▶ TASK TO CARRY OUT: Transcribe each line below verbatim; pictures excluded.

[Stored items]

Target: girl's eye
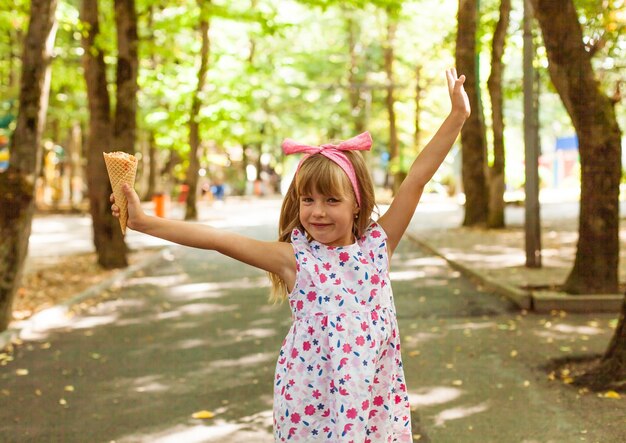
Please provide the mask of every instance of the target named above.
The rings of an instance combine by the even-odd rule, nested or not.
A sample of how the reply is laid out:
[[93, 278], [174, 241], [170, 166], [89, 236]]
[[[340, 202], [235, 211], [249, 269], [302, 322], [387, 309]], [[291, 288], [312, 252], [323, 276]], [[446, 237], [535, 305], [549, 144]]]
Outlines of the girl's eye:
[[300, 201], [302, 203], [311, 203], [313, 201], [313, 199], [311, 197], [301, 197]]
[[340, 200], [338, 198], [335, 197], [328, 197], [328, 203], [339, 203]]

▶ SOLUTION TO THE PROBLEM:
Target: girl's eye
Please provide the mask of every instance of the target named above.
The rings of an instance combine by the even-odd rule, nested or not.
A sample of how the reply is laid out:
[[93, 278], [174, 241], [170, 166], [89, 236]]
[[[340, 202], [235, 211], [249, 269], [302, 322], [387, 309]], [[291, 288], [312, 252], [323, 276]], [[446, 237], [535, 305], [549, 144]]]
Outlines of the girl's eye:
[[300, 201], [302, 203], [311, 203], [313, 201], [313, 199], [311, 197], [301, 197]]
[[340, 200], [338, 198], [335, 197], [328, 197], [328, 203], [339, 203]]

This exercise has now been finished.